(Raw records)
————————

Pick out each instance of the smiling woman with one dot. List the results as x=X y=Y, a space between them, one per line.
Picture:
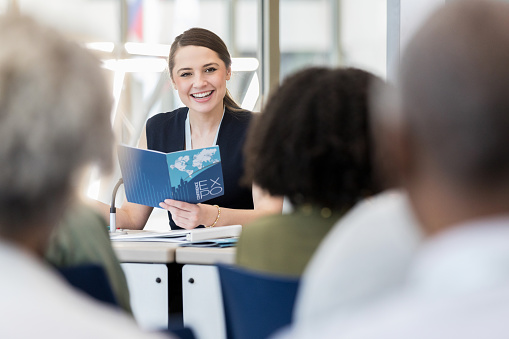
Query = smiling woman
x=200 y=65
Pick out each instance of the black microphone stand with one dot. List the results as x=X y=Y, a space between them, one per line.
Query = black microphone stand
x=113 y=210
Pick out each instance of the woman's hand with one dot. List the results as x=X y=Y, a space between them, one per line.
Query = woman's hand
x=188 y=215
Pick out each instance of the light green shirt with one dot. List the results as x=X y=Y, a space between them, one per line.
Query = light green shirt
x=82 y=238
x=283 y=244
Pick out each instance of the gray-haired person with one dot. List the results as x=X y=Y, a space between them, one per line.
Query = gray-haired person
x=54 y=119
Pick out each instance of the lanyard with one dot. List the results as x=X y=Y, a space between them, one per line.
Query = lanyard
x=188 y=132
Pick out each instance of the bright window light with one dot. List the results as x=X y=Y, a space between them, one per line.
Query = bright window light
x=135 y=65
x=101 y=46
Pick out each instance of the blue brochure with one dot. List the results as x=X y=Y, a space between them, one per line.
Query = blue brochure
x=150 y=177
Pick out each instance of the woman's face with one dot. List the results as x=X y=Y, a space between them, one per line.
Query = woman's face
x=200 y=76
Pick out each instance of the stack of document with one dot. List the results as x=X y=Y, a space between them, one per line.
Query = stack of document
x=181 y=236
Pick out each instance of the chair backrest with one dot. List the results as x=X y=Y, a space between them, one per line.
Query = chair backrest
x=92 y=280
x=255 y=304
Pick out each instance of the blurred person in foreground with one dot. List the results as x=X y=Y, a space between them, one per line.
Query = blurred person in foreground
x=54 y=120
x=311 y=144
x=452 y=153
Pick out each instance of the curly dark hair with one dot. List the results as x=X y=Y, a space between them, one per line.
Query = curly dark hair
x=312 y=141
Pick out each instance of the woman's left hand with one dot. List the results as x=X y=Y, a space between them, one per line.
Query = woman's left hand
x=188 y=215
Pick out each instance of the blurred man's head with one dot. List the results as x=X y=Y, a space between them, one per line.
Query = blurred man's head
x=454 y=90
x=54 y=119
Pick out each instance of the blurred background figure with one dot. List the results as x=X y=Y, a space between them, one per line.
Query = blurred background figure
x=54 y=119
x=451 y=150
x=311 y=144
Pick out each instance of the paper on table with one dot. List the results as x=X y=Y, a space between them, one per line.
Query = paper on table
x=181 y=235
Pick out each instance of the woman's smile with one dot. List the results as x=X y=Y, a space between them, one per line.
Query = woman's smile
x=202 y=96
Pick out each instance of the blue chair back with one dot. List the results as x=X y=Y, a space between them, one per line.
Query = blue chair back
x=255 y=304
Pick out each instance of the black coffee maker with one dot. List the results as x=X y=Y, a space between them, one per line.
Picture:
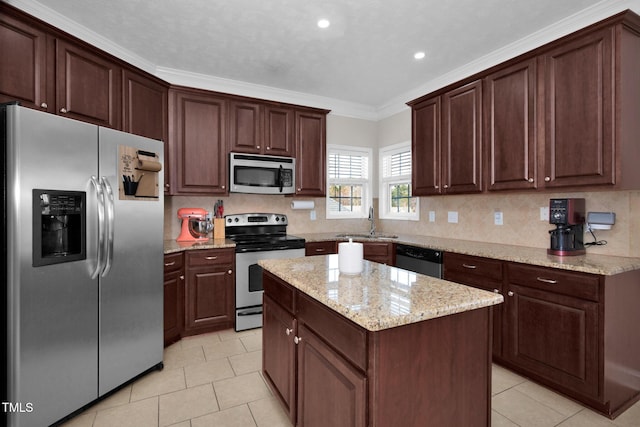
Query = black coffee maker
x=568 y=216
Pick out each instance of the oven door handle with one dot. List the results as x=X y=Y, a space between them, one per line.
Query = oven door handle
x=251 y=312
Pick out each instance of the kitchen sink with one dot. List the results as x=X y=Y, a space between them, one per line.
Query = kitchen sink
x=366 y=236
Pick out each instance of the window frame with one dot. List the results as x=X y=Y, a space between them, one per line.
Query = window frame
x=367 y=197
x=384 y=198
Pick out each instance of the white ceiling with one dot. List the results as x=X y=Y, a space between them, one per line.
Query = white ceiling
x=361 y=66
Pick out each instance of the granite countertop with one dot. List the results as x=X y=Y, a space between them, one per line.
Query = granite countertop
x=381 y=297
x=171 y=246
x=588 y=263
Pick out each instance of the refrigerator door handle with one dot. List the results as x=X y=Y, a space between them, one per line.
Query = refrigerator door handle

————————

▶ EXERCISE: Render every line of the material above as a numbered list, leaving out blank lines and the pictures.

▶ THE SOLUTION:
1. Pick out each instance of the smiling woman with one dot. List the results as x=X y=Y, a space between them, one per line.
2. Picture:
3. Query = smiling woman
4. x=200 y=65
5. Pick out each instance of the black microphone stand with one dot. List the results as x=X y=Y, a space between them, one per line.
6. Query = black microphone stand
7. x=113 y=210
8. Pick out each instance of the woman's hand with one dot. List the results as x=X y=Y, a space between them, one per line.
9. Query = woman's hand
10. x=188 y=215
11. Pick out each instance of the light green shirt with one dot. List the results as x=X y=Y, a space between them, one per line.
12. Query = light green shirt
13. x=82 y=238
14. x=283 y=244
15. Pick out each instance of the gray-haired person with one dot. List the results as x=X y=Y, a space between them, one per line.
16. Query = gray-haired person
17. x=54 y=119
18. Pick out each instance of the lanyard with one dot. List the results as x=X y=Y, a space between them, one per line.
19. Query = lanyard
20. x=188 y=132
21. Pick out each instance of the bright window light with one dot. List the results as x=X y=Y, a space between them, one per line.
22. Query = bright window light
23. x=135 y=65
24. x=101 y=46
25. Pick out each instance of the blue brochure with one dot. List the results as x=X y=Y, a space between them, one per line.
26. Query = blue brochure
27. x=150 y=177
28. Pick out each instance of the woman's face with one dot. List the results as x=X y=Y, a space between them, one per line.
29. Query = woman's face
30. x=200 y=76
31. Pick out each instance of the stack of document with one dot. List the results as x=X y=Y, a space between them, one per line.
32. Query = stack of document
33. x=181 y=236
34. Pick out each instance of the chair backrest with one dot. List the results as x=X y=Y, a space between them, one per line.
35. Query = chair backrest
36. x=92 y=280
37. x=255 y=304
38. Pick out each instance of the blurred person in foreground with one dot. List the results as x=X y=Y, a space between them, one per line.
39. Query = blurred person in foreground
40. x=54 y=120
41. x=311 y=144
42. x=452 y=153
43. Pick out each instance of the curly dark hair with one dot. List the results as x=X y=Y, a space between them, one per line.
44. Query = curly dark hair
45. x=312 y=141
46. Pick out each instance of the woman's left hand with one dot. List the results as x=X y=Y, a space between them, one per line.
47. Query = woman's left hand
48. x=188 y=215
49. Pick out each instance of the blurred man's head with one dot. List the results as x=X y=Y, a space between them, one per line.
50. Query = blurred man's head
51. x=454 y=90
52. x=54 y=119
53. Pick out each instance of the blurred background figure with one dot. List the results as x=X y=Y, a space between them, one per line.
54. Query = blurred background figure
55. x=54 y=119
56. x=451 y=150
57. x=311 y=144
58. Pick out each instance of the paper on table with one dot. List the results as x=X y=Y, a space between them, one per line.
59. Query = paper on table
60. x=181 y=235
61. Pick out each instance of the woman's smile with one dot. List the results as x=X y=Y, a space between them, one per line.
62. Query = woman's smile
63. x=202 y=96
64. Pick out each instance of the blue chair back with one dot. List the results as x=X y=Y, a space between them, one per line.
65. Query = blue chair back
66. x=255 y=304
67. Pick out each instance of the black coffee maker with one dot. List the results as x=X y=Y, a space between them, one per line.
68. Picture:
69. Query = black coffee maker
70. x=568 y=216
71. Pick out each instance of the oven door handle with one dot. List the results as x=X y=Y, a space between them, one per line.
72. Query = oven door handle
73. x=251 y=312
74. Pick out each instance of the kitchen sink with one dot. List the results as x=X y=Y, a space between them, one per line.
75. Query = kitchen sink
76. x=366 y=236
77. Pick out each instance of the window frame with one dot. List the results as x=X y=Y, a space between them, one per line.
78. Query = window frame
79. x=367 y=197
80. x=384 y=198
81. Pick out each instance of the white ceiling with one dot. List the results as x=X y=Y, a space between them, one per line.
82. Query = white ceiling
83. x=361 y=66
84. Pick out each instance of the granite countertop with one dot. List the results as x=X y=Y, a space between them, one per line.
85. Query = granite countertop
86. x=381 y=297
87. x=171 y=246
88. x=588 y=263
89. Pick out each instance of the refrigerator door handle with one dot. List the results as x=X y=Y, a space between them, one per line.
90. Query = refrigerator door handle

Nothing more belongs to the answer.